_Task brief:_ Rewrite every line of the data below, the text lines as well as the answers, adding 32 to each number in the pixel coordinates. Omit the pictures.

[Location identification items]
- - - - -
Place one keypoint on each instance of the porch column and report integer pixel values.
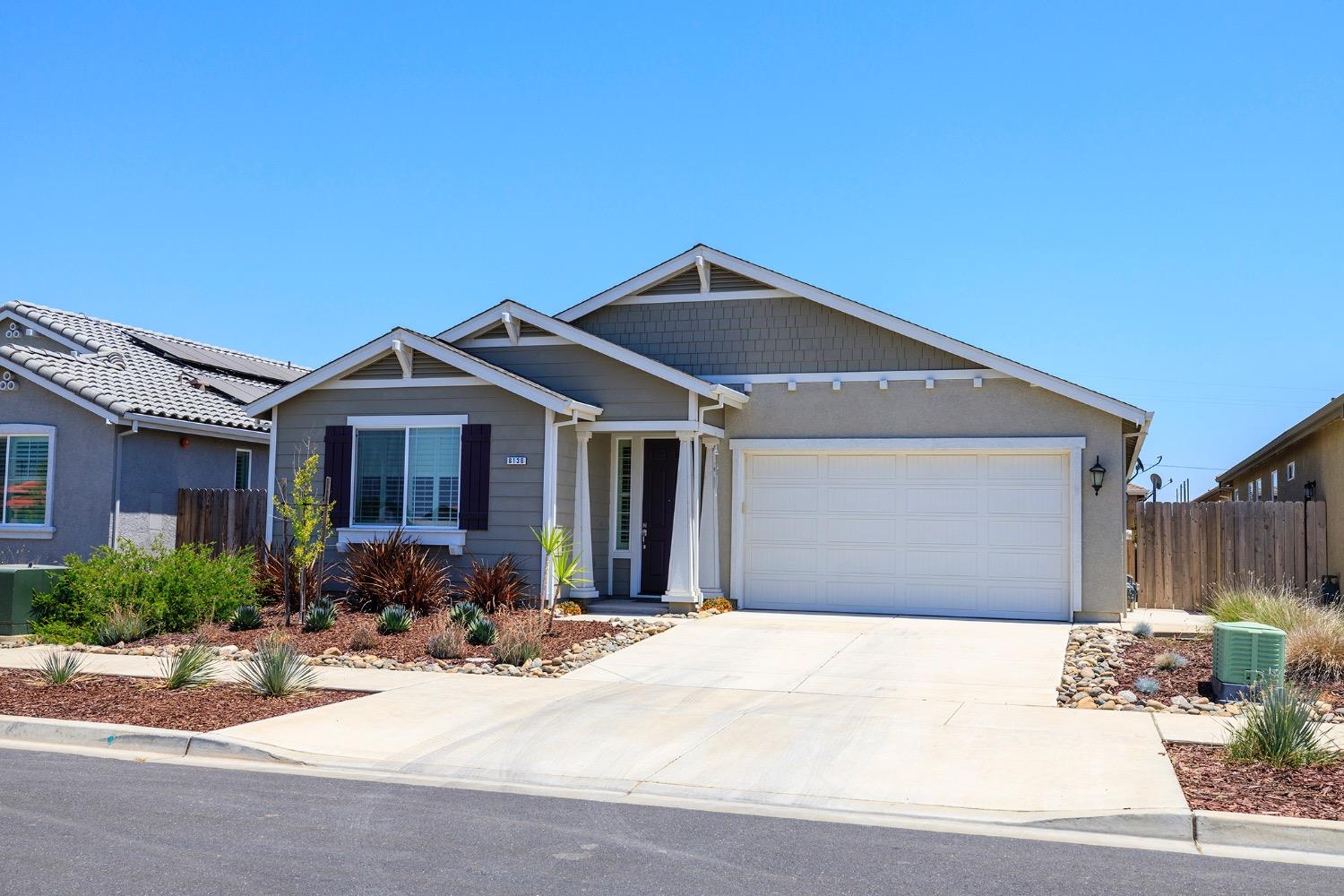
(682, 587)
(710, 522)
(583, 522)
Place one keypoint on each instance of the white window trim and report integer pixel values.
(247, 452)
(31, 530)
(362, 532)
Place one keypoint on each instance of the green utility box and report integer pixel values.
(1246, 654)
(18, 584)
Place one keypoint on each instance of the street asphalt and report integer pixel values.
(108, 828)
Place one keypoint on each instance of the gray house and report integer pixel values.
(101, 424)
(711, 426)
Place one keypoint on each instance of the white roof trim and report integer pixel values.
(596, 343)
(865, 314)
(446, 354)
- - - - -
_Written solution:_
Place one keypoint on each instance of the porch column and report integer pixel values.
(714, 619)
(742, 554)
(615, 554)
Place one keypoint on each instance of the white window trim and report integer pixel values.
(279, 484)
(63, 562)
(394, 564)
Place one keypoint on each instance of the green utility box and report integer pixel values.
(1278, 686)
(50, 616)
Place one keypoint on each instance of the street asphalt and report integer pixel values.
(140, 860)
Place one keypoint on each instance of the gray house and report integer pixel values.
(133, 456)
(743, 458)
Place one keypoint on each instance of the white roof trim and report integer pixel values.
(628, 375)
(897, 346)
(478, 386)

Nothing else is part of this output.